■ TO DO:
Extract each line of the material below that contains the word "hydrangea". Case counts, so match the capitalization precisely.
==============================
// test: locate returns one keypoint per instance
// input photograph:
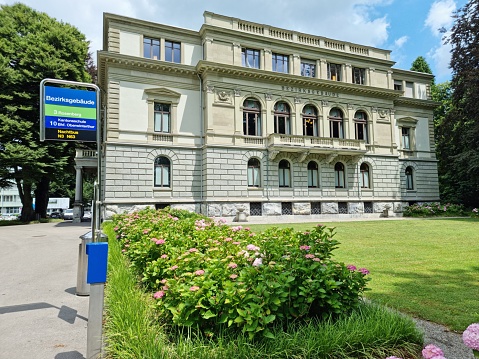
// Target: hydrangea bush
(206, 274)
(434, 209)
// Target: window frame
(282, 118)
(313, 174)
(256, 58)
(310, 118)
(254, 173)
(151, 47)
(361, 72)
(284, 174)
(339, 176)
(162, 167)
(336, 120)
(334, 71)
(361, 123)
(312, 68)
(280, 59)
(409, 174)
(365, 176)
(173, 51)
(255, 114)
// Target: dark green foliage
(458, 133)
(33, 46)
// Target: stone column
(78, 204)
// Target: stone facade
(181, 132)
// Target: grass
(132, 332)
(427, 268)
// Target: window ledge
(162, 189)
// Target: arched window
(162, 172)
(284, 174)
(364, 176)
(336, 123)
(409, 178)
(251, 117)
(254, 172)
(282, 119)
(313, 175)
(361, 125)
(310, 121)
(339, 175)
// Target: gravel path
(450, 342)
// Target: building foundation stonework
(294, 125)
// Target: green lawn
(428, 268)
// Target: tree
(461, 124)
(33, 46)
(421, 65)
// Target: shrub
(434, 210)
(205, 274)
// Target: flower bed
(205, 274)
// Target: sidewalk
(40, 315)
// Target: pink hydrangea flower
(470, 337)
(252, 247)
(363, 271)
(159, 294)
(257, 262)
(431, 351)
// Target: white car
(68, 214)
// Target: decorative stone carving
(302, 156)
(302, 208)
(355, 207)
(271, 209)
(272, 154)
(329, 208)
==============================
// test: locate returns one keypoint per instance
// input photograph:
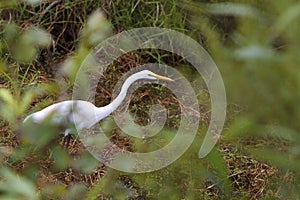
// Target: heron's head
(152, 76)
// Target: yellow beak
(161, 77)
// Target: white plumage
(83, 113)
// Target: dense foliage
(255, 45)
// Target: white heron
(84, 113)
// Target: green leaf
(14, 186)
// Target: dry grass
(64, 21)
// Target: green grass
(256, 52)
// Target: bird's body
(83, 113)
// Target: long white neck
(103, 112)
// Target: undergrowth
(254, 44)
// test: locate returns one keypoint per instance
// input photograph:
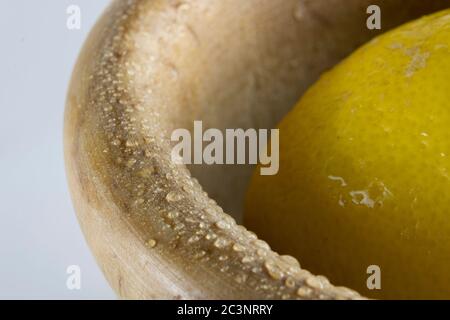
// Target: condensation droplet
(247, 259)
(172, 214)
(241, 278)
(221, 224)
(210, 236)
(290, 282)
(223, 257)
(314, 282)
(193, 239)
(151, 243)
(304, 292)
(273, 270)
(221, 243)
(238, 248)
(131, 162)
==============================
■ FINISHED TASK:
// Target: hydrangea bush
// Target: pink hydrangea flower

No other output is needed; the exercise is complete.